Requirements>
Can you continue the forum thread about refining computer chips, starting right after its last sentence?

Thanks for the confidence in me and my refining but I don't know if I'm that good as I have never refined any chips yet... still saving up and planning how to do my incineration when the snow has gone. Talking about snow... we got 20 cm more today, it was a surprise waking up in a white world this morning. 

I could probably do the refining in the summer, but it is still a couple of months till then. Remind me in three months if you haven't gotten your chips refined until then. It was a very generous offer so I guess someone else will do it for you long before that.

Göran


----------



## patnor1011 (Apr 9, 2013)

They are heavier, thicker but then, you will not know unless you process them. I spent couple of months processing different types of IC many batches, just to find out more solid yields estimates but it is never ending battle.

Data listing>
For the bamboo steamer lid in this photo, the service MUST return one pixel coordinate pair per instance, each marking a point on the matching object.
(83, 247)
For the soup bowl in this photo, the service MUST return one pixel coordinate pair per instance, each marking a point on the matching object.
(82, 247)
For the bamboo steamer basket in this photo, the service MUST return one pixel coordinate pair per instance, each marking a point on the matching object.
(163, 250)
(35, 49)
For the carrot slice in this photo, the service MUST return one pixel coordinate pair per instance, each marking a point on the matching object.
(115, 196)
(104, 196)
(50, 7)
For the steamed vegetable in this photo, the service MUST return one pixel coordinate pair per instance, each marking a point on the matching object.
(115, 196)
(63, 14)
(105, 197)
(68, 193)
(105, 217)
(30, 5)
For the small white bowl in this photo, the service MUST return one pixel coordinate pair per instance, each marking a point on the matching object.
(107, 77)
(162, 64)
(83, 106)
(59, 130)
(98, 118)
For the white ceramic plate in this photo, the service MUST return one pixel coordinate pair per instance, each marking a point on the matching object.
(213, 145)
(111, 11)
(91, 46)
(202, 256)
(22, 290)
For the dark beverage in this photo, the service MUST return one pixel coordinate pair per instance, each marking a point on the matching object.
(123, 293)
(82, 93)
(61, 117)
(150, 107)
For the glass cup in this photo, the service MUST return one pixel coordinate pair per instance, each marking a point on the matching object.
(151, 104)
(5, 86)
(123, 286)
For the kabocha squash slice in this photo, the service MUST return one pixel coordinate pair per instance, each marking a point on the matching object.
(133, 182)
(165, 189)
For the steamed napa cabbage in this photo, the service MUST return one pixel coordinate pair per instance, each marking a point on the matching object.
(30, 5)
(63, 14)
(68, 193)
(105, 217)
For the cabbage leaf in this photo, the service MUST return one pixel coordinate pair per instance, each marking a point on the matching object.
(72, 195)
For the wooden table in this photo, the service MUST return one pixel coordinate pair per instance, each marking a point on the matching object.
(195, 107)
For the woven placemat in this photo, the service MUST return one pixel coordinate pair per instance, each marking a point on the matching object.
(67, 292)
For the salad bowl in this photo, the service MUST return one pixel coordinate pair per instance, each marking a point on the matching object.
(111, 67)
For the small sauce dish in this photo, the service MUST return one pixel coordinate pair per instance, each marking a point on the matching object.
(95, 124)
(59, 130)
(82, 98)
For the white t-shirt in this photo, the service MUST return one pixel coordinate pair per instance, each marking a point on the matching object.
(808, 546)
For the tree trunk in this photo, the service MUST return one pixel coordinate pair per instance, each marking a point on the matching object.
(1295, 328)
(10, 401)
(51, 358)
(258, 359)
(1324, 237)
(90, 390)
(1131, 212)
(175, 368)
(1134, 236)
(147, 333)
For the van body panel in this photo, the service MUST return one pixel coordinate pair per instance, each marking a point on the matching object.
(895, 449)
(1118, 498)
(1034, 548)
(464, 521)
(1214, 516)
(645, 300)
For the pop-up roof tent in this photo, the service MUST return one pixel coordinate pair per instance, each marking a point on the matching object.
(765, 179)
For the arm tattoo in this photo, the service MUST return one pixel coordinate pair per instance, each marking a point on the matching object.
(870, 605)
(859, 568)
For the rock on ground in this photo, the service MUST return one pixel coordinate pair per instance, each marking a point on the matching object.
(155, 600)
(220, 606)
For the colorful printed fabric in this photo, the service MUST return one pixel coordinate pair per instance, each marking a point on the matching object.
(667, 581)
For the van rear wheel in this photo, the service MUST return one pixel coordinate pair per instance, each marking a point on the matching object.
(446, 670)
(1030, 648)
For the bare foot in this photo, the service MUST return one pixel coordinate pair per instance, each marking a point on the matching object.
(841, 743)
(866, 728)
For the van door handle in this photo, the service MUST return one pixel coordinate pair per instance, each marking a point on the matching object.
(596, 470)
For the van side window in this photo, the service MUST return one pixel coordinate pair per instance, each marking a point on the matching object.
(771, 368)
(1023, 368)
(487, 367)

...

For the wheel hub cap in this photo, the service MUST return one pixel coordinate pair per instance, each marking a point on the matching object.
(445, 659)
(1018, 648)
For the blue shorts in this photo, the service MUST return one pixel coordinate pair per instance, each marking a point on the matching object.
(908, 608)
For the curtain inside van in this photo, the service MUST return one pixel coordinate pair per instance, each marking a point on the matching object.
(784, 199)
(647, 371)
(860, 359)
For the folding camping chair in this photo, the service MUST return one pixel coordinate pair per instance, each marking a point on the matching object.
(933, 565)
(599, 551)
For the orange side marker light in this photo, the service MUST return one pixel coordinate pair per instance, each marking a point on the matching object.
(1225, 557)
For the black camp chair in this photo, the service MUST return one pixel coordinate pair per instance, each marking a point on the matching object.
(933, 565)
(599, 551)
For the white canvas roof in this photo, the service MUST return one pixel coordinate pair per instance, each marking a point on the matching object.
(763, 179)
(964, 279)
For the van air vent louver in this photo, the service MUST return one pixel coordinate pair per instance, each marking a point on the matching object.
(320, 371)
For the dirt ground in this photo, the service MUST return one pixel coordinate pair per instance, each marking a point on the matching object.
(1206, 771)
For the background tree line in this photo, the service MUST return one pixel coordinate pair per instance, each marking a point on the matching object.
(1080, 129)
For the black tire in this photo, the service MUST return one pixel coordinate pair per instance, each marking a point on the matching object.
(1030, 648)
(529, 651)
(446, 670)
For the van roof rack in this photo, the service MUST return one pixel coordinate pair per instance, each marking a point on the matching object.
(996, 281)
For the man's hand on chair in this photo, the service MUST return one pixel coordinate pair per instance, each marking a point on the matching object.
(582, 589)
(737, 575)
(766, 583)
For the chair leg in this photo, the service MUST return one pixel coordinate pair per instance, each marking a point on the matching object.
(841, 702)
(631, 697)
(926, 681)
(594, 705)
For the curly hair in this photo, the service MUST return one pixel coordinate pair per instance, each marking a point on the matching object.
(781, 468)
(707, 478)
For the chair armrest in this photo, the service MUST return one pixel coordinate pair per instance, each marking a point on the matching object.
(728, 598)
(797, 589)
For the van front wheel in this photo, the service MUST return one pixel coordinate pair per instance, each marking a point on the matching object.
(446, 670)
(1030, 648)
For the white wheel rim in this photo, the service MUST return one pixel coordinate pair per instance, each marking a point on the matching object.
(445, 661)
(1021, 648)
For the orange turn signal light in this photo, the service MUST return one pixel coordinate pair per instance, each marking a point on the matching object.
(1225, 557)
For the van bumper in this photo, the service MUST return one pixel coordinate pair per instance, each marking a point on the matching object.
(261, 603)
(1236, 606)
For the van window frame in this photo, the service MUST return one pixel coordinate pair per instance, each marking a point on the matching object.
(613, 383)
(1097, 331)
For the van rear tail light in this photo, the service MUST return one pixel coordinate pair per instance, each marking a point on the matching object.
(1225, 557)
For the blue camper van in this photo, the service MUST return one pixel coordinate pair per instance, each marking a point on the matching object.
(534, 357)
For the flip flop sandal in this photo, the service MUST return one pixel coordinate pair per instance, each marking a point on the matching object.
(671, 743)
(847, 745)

--

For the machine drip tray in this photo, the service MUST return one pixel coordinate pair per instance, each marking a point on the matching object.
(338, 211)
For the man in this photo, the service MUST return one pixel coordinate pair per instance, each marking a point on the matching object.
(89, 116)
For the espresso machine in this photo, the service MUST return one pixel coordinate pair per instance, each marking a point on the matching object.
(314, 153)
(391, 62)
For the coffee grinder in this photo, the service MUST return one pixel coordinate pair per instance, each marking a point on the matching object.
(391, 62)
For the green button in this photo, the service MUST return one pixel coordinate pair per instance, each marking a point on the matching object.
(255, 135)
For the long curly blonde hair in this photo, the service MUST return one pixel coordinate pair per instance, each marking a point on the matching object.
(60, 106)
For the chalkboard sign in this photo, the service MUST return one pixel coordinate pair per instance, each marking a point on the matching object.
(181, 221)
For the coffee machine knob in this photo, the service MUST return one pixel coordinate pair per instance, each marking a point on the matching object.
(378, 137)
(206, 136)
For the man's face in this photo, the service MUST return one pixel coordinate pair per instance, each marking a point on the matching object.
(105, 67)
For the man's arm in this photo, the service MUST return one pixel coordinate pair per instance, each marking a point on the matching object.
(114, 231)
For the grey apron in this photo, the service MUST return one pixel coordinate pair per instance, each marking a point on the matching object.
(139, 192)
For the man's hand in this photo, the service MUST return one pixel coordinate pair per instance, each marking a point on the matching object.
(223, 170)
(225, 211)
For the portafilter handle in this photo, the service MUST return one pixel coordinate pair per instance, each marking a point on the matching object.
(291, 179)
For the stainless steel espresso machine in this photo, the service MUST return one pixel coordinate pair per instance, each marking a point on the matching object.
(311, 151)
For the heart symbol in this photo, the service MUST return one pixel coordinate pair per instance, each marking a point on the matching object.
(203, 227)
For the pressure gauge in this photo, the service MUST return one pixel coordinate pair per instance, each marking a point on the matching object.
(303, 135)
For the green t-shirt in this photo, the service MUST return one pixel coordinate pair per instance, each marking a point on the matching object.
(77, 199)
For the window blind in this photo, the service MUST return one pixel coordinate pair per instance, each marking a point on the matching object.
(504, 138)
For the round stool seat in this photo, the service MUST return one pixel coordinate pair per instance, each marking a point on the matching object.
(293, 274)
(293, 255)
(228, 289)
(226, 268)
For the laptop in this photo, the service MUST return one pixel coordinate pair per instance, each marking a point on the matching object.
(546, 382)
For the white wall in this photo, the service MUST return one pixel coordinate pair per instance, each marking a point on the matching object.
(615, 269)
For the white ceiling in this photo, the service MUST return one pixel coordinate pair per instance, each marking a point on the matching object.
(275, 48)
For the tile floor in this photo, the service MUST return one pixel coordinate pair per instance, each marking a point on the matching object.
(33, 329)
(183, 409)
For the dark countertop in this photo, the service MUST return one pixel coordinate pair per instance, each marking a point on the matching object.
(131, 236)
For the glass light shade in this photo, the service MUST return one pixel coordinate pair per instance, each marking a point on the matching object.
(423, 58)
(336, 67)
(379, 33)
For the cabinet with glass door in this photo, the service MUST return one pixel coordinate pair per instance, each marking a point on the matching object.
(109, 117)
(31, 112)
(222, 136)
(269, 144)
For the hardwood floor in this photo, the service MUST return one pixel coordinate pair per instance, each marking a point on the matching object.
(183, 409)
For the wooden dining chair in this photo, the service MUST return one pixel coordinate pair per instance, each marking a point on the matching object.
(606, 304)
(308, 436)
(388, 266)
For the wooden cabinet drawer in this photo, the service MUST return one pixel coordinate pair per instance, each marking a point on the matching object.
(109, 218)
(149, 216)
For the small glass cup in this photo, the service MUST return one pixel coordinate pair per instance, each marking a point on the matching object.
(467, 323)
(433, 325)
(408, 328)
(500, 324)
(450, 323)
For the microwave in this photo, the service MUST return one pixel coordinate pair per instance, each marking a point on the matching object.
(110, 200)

Answer to this problem>
I mean yields vary significantly as there is very hard to put together batch of the same material and even then result will be good only for person who will process exactly the same material. While I did got the same yields like Arthur got, sometimes even slightly more, there were batches where I did not got even half of it.
I am confident that you can process 3 kg of material yourself, just follow what you see in my thread - in my signature. You can contact me in pm if you will need some advice I will try to help you.
I appreciate your offer but at this time I am very busy it just happened that too many things are changing and moving too fast around me and I do not have enough time I used to have.


----------



## canedane (Apr 10, 2013)

I am confident that you can process 3 kg of material yourself, just follow what you see in my thread - in my signature. You can contact me in pm if you will need some advice I will try to help you.
I appreciate your offer but at this time I am very busy it just happened that too many things are changing and moving too fast around me and I do not have enough time I used to have.[/quote]

Thank you Patnor.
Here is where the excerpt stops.